Tâche courte 1: Réécrivez les lignes enregistrées, en commençant à la ligne qui contient « where the chair » et en vous arrêtant après celle qui contient « left=985, top=259, right=1278, bottom=540 ». Remplacez « shelf image » par « display image » sans rien modifier d'autre.

***

Cette inefficacité des frappes du Hamas s’explique par la combinaison
des mesures de protection civile israélienne et du système d’interception Dôme de fer. Déjà employé à moindre
échelle lors de l’opération Pilier de
défense, le système Dôme de fer a
été officiellement crédité de 88 % de coups au but sur les 800 roquettes jugées
dangereuses et prises pour cibles. Si ce chiffre est contesté, il n’en demeure
pas moins que ce système très sophistiqué est efficace, surtout contre les
projectiles à longue portée, sinon efficient au regard de son coût d’emploi. Si
les 4 450 roquettes lancées avaient toutes été interceptées par les
missiles de Dôme de fer, il en aurait
coûté environ 200 millions d’euros à Israël pour recompléter son stock. Cela
est couteux mais pas rédhibitoire.

***

Tâche courte 2: Reproduisez à l'identique le passage de l'extrait sur le Dôme de fer qui commence aux mots « Cette inefficacité des » et s'arrête après les mots « mais pas rédhibitoire. ».

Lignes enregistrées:
***

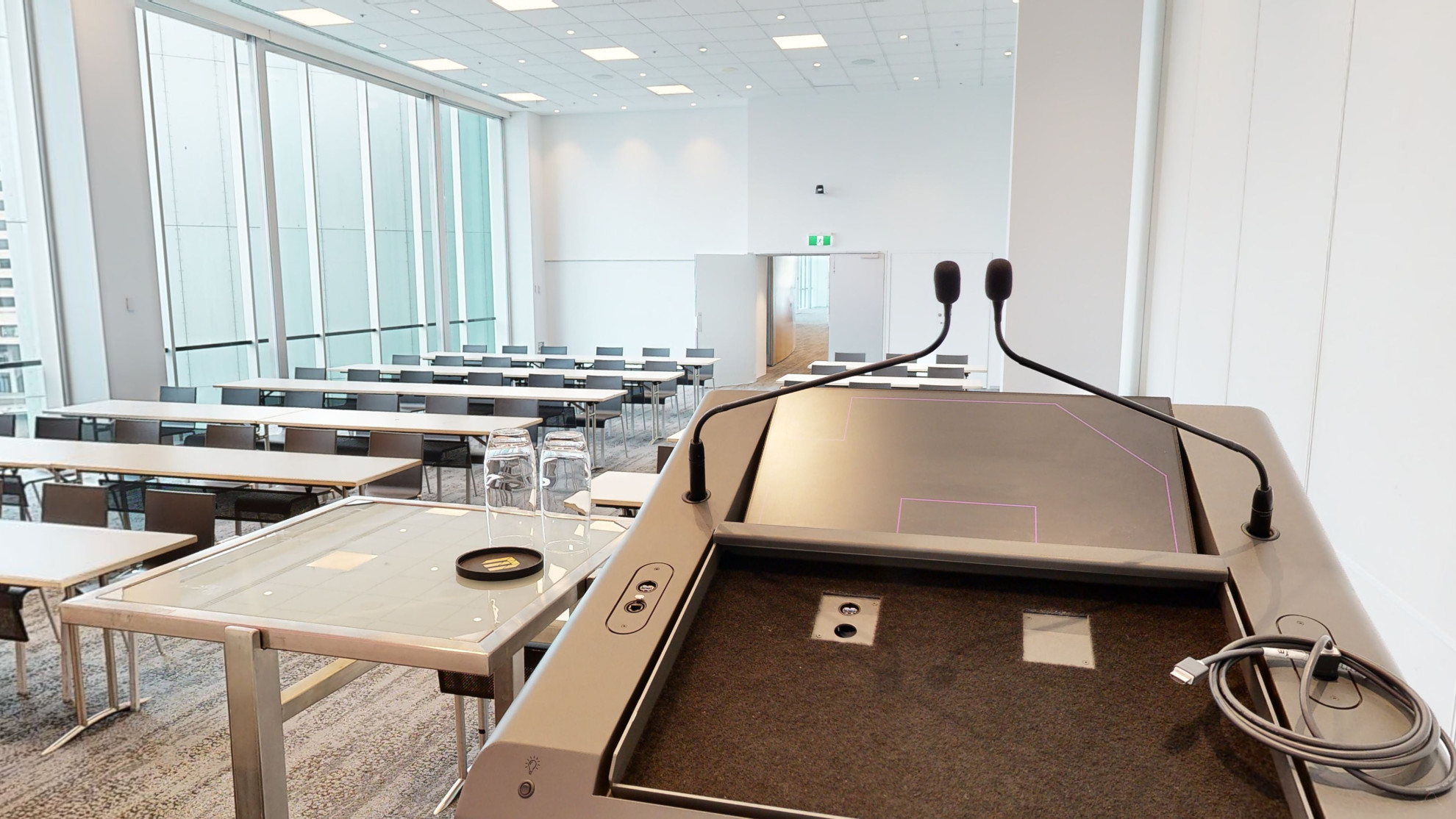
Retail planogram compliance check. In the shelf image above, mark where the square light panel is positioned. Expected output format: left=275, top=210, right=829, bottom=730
left=581, top=45, right=638, bottom=62
left=278, top=9, right=354, bottom=26
left=773, top=34, right=829, bottom=51
left=409, top=57, right=465, bottom=71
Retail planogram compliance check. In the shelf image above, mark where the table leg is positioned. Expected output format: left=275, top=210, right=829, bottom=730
left=223, top=626, right=288, bottom=819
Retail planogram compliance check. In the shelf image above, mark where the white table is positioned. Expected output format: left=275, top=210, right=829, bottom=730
left=0, top=521, right=196, bottom=755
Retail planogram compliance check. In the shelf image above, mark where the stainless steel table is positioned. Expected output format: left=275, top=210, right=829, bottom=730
left=61, top=498, right=624, bottom=819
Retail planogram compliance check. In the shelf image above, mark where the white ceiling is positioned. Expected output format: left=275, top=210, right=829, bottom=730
left=235, top=0, right=1016, bottom=113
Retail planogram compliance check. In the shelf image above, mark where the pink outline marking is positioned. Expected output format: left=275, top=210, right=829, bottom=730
left=896, top=498, right=1041, bottom=543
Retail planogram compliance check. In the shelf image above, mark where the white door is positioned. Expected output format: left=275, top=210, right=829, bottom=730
left=694, top=253, right=768, bottom=387
left=829, top=253, right=885, bottom=361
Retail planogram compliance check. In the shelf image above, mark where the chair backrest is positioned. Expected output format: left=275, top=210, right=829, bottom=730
left=495, top=398, right=542, bottom=418
left=282, top=426, right=339, bottom=455
left=425, top=396, right=471, bottom=415
left=368, top=432, right=425, bottom=492
left=282, top=390, right=324, bottom=409
left=354, top=393, right=399, bottom=412
left=587, top=376, right=621, bottom=412
left=110, top=418, right=162, bottom=443
left=40, top=483, right=107, bottom=528
left=223, top=387, right=262, bottom=407
left=35, top=415, right=82, bottom=441
left=204, top=423, right=254, bottom=449
left=143, top=489, right=217, bottom=554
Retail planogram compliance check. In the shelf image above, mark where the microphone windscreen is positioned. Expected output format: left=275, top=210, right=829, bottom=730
left=985, top=259, right=1010, bottom=301
left=935, top=260, right=961, bottom=304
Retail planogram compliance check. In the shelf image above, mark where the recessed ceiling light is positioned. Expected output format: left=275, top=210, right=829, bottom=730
left=490, top=0, right=556, bottom=12
left=409, top=57, right=465, bottom=71
left=773, top=34, right=829, bottom=51
left=278, top=9, right=354, bottom=26
left=581, top=45, right=638, bottom=62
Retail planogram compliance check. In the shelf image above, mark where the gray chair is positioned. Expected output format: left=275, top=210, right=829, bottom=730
left=202, top=423, right=256, bottom=449
left=495, top=398, right=542, bottom=443
left=141, top=489, right=217, bottom=569
left=360, top=432, right=425, bottom=499
left=223, top=387, right=262, bottom=407
left=40, top=483, right=107, bottom=529
left=282, top=390, right=324, bottom=409
left=577, top=376, right=629, bottom=458
left=110, top=418, right=162, bottom=443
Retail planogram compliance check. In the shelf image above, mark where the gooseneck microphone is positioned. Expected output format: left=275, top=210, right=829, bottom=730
left=683, top=262, right=961, bottom=504
left=985, top=259, right=1278, bottom=540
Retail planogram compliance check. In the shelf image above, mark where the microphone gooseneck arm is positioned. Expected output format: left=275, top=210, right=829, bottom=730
left=683, top=304, right=951, bottom=504
left=993, top=301, right=1278, bottom=540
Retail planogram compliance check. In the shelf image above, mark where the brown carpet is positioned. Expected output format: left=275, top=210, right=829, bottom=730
left=626, top=556, right=1288, bottom=819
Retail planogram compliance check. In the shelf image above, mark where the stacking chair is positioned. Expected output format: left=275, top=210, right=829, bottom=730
left=233, top=426, right=338, bottom=534
left=360, top=431, right=425, bottom=501
left=141, top=489, right=217, bottom=569
left=577, top=376, right=629, bottom=458
left=40, top=483, right=108, bottom=529
left=495, top=398, right=542, bottom=443
left=424, top=396, right=474, bottom=504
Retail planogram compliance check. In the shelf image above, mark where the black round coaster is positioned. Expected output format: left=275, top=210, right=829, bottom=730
left=456, top=546, right=545, bottom=580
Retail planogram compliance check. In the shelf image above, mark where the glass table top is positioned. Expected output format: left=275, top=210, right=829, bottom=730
left=101, top=499, right=626, bottom=642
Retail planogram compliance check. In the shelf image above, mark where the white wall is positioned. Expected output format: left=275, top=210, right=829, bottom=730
left=1146, top=0, right=1456, bottom=726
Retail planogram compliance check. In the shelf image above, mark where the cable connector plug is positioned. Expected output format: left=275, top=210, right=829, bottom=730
left=1168, top=657, right=1208, bottom=685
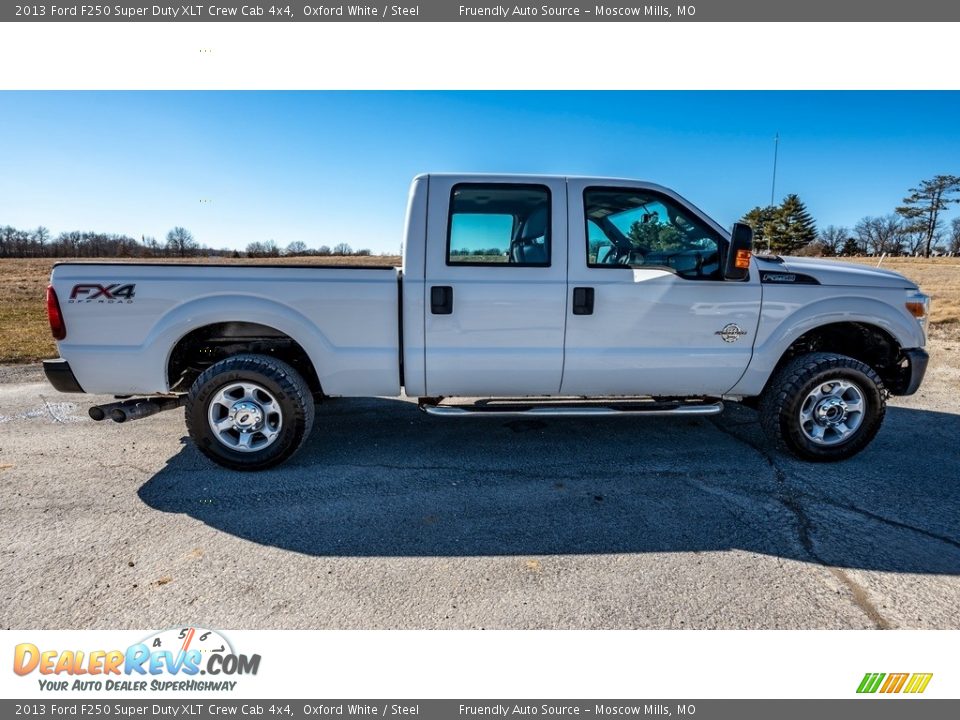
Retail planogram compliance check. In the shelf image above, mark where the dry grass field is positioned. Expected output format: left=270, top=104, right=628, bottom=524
left=0, top=257, right=960, bottom=364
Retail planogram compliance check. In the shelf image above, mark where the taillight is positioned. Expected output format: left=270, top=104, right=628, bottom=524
left=47, top=285, right=67, bottom=340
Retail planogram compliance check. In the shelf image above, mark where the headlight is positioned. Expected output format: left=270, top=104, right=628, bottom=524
left=906, top=290, right=930, bottom=330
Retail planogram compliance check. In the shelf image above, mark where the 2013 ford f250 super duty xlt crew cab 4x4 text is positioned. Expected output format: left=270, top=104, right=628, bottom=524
left=45, top=174, right=929, bottom=470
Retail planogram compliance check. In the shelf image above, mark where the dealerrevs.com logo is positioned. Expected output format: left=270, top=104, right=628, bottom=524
left=13, top=627, right=260, bottom=692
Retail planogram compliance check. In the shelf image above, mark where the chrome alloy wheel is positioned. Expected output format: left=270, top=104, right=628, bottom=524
left=800, top=380, right=865, bottom=445
left=207, top=382, right=283, bottom=452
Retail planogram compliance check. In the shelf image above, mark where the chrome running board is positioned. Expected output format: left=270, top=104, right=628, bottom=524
left=420, top=400, right=723, bottom=417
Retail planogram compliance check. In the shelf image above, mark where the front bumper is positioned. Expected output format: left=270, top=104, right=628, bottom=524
left=43, top=358, right=85, bottom=392
left=889, top=348, right=930, bottom=395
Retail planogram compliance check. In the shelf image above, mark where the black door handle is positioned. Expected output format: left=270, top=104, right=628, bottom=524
left=430, top=285, right=453, bottom=315
left=573, top=288, right=593, bottom=315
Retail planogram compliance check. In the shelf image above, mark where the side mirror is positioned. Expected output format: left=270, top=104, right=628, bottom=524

***

Corrigé de l'exercice 1:
Retail planogram compliance check. In the display image above, mark where the chair backrest is positioned. Expected output format: left=275, top=210, right=829, bottom=730
left=495, top=398, right=542, bottom=418
left=282, top=426, right=339, bottom=455
left=425, top=396, right=471, bottom=415
left=368, top=432, right=425, bottom=492
left=282, top=390, right=324, bottom=409
left=354, top=393, right=399, bottom=412
left=587, top=376, right=621, bottom=412
left=110, top=418, right=162, bottom=443
left=40, top=483, right=107, bottom=528
left=223, top=387, right=262, bottom=407
left=35, top=415, right=82, bottom=441
left=204, top=423, right=254, bottom=449
left=143, top=489, right=217, bottom=554
Retail planogram compliance check. In the display image above, mark where the microphone windscreen is positioned. Expected output format: left=275, top=210, right=829, bottom=730
left=985, top=259, right=1010, bottom=301
left=935, top=260, right=961, bottom=304
Retail planogram compliance check. In the display image above, mark where the recessed ceiling light is positioned. Expected output format: left=275, top=210, right=829, bottom=730
left=490, top=0, right=556, bottom=12
left=409, top=57, right=465, bottom=71
left=773, top=34, right=829, bottom=51
left=278, top=9, right=354, bottom=26
left=581, top=45, right=638, bottom=62
Retail planogram compliance check. In the display image above, mark where the gray chair is positioned. Expected output format: left=275, top=210, right=829, bottom=730
left=202, top=423, right=256, bottom=449
left=495, top=398, right=542, bottom=443
left=141, top=489, right=217, bottom=569
left=360, top=432, right=425, bottom=499
left=223, top=387, right=262, bottom=407
left=40, top=483, right=107, bottom=529
left=282, top=390, right=324, bottom=409
left=577, top=376, right=629, bottom=458
left=110, top=418, right=162, bottom=443
Retail planogram compliance check. In the display image above, mark where the gooseneck microphone is positioned. Expected output format: left=275, top=210, right=829, bottom=730
left=683, top=262, right=961, bottom=504
left=985, top=259, right=1278, bottom=540

Corrigé de l'exercice 2:
Cette inefficacité des frappes du Hamas s’explique par la combinaison
des mesures de protection civile israélienne et du système d’interception Dôme de fer. Déjà employé à moindre
échelle lors de l’opération Pilier de
défense, le système Dôme de fer a
été officiellement crédité de 88 % de coups au but sur les 800 roquettes jugées
dangereuses et prises pour cibles. Si ce chiffre est contesté, il n’en demeure
pas moins que ce système très sophistiqué est efficace, surtout contre les
projectiles à longue portée, sinon efficient au regard de son coût d’emploi. Si
les 4 450 roquettes lancées avaient toutes été interceptées par les
missiles de Dôme de fer, il en aurait
coûté environ 200 millions d’euros à Israël pour recompléter son stock. Cela
est couteux mais pas rédhibitoire.